# [Texto da página]
:::
São desse período a Antologia poética (1955), o Livro dos sonetos (1957) e Novos poemas II (1959), que traz o poema "Receita de mulher". Na década de 1960 publicou mais três livros: Procura-se uma rosa, Para viver um grande amor (ambos de 1962) e Para uma menina com uma flor (1966), de crónicas. A Arca de Noé (1970) é um livro de poesia para crianças.

Poeta lírico por excelência, na sua segunda fase, Vinicius alia temas modernos à mais apurada forma clássica de composição, o soneto, deixando-nos obras primas, como o poema abaixo:

SONETO DE FIDELIDADE

De tudo ao meu amor serei atento

Antes, e com tal zelo, e sempre, e tanto

Que mesmo em face do maior encanto

Dele se encante mais meu pensamento.

Quero vivê-lo em cada vão momento

E em seu louvor hei de espalhar meu canto

E rir meu riso e derramar meu pranto

Ao seu pesar ou seu contentamento

E assim, quando mais tarde me procure

Quem sabe a morte, angústia de quem vive

Quem sabe a solidão, fim de quem ama

Eu possa me dizer do amor (que tive) :

Que não seja imortal, posto que é chama

Mas que seja infinito enquanto dure.

LINHAS DE LEITURA:

  • Poema em que o “eu” lírico louva o amor na sua intensidade, colocando em plano de pouca importância a sua condição de finito, de efémero

  • O que importa é o seu fogo renovador e vivificador.
:::
# [Dados apresentados]
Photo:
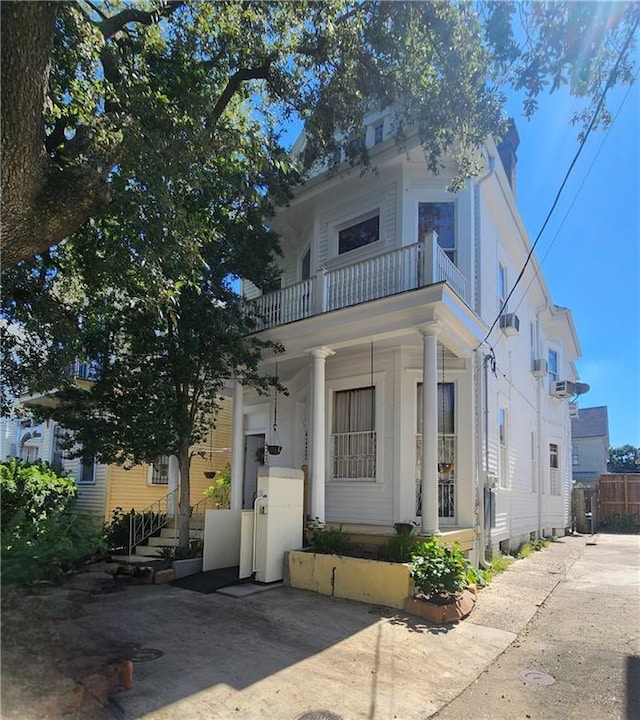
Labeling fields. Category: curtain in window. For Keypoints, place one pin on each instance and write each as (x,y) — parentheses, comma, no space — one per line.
(353,441)
(354,410)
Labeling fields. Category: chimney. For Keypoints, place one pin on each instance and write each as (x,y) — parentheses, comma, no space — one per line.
(507,150)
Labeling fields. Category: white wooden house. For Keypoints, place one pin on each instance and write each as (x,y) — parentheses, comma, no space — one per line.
(397,406)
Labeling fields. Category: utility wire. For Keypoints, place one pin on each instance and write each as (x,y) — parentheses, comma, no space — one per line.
(610,80)
(573,202)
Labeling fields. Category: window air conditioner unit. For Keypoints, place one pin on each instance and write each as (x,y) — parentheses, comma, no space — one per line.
(562,389)
(540,367)
(510,323)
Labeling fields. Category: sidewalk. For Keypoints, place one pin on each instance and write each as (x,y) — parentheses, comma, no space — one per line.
(579,657)
(281,654)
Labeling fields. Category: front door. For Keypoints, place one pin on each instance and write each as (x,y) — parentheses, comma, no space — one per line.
(253,460)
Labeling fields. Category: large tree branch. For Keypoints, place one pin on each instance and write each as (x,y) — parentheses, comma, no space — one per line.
(111,25)
(234,82)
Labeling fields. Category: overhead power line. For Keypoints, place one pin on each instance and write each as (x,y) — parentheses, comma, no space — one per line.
(610,80)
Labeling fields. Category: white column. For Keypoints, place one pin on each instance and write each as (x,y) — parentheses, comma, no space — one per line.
(430,430)
(237,446)
(173,477)
(318,425)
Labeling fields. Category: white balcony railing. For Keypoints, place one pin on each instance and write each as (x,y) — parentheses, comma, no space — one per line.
(406,268)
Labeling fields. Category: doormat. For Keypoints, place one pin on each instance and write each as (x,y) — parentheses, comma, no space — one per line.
(209,581)
(244,589)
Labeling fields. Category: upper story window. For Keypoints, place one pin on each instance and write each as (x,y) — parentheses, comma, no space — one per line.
(160,471)
(362,233)
(439,218)
(305,269)
(553,366)
(502,288)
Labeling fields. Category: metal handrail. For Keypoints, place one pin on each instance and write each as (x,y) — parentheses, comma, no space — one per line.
(153,518)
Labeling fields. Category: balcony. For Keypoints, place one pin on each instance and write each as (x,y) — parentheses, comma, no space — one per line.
(407,268)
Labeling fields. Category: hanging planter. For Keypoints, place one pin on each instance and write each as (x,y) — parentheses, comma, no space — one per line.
(446,466)
(274,447)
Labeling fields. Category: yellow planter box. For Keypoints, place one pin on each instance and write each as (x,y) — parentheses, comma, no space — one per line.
(370,581)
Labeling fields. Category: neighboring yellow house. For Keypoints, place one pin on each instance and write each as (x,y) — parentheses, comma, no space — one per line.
(102,488)
(143,485)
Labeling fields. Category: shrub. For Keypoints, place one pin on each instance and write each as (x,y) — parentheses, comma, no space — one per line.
(329,542)
(401,548)
(116,532)
(40,536)
(438,570)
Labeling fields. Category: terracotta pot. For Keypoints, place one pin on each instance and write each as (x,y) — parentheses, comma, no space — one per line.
(442,613)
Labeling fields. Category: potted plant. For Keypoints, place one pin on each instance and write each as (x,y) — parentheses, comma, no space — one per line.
(444,582)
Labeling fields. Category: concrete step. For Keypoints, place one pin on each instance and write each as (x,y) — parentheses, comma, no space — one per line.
(162,541)
(147,551)
(171,533)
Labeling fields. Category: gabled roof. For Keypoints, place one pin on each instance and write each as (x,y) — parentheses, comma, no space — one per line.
(591,422)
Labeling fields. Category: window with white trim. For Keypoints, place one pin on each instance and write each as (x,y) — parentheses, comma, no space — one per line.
(554,469)
(87,471)
(357,235)
(160,471)
(353,437)
(553,366)
(502,288)
(439,217)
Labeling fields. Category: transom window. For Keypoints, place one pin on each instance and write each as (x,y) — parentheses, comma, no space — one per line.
(362,233)
(354,437)
(439,218)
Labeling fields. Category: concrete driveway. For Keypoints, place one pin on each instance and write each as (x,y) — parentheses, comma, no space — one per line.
(279,654)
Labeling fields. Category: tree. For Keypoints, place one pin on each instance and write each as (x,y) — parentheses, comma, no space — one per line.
(73,74)
(624,459)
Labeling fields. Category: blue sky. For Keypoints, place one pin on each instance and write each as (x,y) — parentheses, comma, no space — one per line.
(590,249)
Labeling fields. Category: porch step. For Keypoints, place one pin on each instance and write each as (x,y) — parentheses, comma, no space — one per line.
(147,551)
(167,538)
(171,532)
:::
# [Exercício proposto 1]
Por favor, transcreva do texto sobre Vinicius o trecho que começa em "São desse período" e segue até "mais meu pensamento.".
# [Exercício proposto 2]
Segundo o texto sobre Vinicius, em que ano foi publicado o Livro dos sonetos?
# [Exercício proposto 3]
Dê continuidade ao texto sobre Vinicius a partir do ponto em que ele termina.
Os dados não têm aqui qualquer papel.

# [Resposta 1]
São desse período a Antologia poética (1955), o Livro dos sonetos (1957) e Novos poemas II (1959), que traz o poema "Receita de mulher". Na década de 1960 publicou mais três livros: Procura-se uma rosa, Para viver um grande amor (ambos de 1962) e Para uma menina com uma flor (1966), de crónicas. A Arca de Noé (1970) é um livro de poesia para crianças.

Poeta lírico por excelência, na sua segunda fase, Vinicius alia temas modernos à mais apurada forma clássica de composição, o soneto, deixando-nos obras primas, como o poema abaixo:

SONETO DE FIDELIDADE

De tudo ao meu amor serei atento

Antes, e com tal zelo, e sempre, e tanto

Que mesmo em face do maior encanto

Dele se encante mais meu pensamento.

# [Resposta 2]
Em 1957.

# [Resposta 3]
  • Um recurso técnico que vale a pena ser observado é o emprego de versos bimembres, compostos de duas partes “Quem sabe a morte / angústia de quem vive”, além de paralelismo sintáctico:

Quem sabe a morte, angústia de quem vive

Quem sabe a solidão, fim de quem ama

Deste último Vinicius, poeta sensual e social, para o cantor e compositor Vinicius é um passo. A partir dos anos 60 afasta-se da poesia e entrega-se de corpo alma à música.

Em síntese:

1.º Momento: simbolismo místico – uso do versículo bíblico; gosto do poema longo, de tom grave e exaltado, cheio de ressonâncias.

2.º Momento: adesão à modernidade – contenção formal; liberdade temática e de expressão; incorporação poética do quotidiano e da experiência directa da vida.

Lírico excepcional, Vinicius também versou sobre a temática social.

Nos seus sonetos é visível a influência camoniana, com uma linguagem clássica e grande intensidade da visão lírico-realista do amor.

Captação do sublime que impregna o prosaico quotidiano e o expressa em uma linguagem simultaneamente simples e magistral, prosaica e bela.

Destacam-se duas preocupações constantes: o desejo de seduzir e a admiração perante a beleza e a fragilidade.

(Adaptado de:www.coladaweb.com (Andressa Fiorio), http://pt.wikipedia.org/wiki/Vin%C3%ADcius_de_Moraes, http://www.objetivoitajuba.com.br/caro/downloads/resumosgilmar/Sonetos%20de%20Vinicius%20de%20Moraes.doc, consultado em Setembro de 2007)

Leitura metódica de poemas


1. Os dois sonetos que se seguem relacionam situações conflituosas do eu lírico perante uma separação. Comente acerca da ideia de separação nos dois textos, evidenciando elementos convergentes e divergentes.


SONETO DE SEPARAÇÃO

De repente do riso fez-se o pranto

Silencioso e branco como a bruma

E das bocas unidas fez-se a espuma

E das mãos espalmadas fez-se o espanto.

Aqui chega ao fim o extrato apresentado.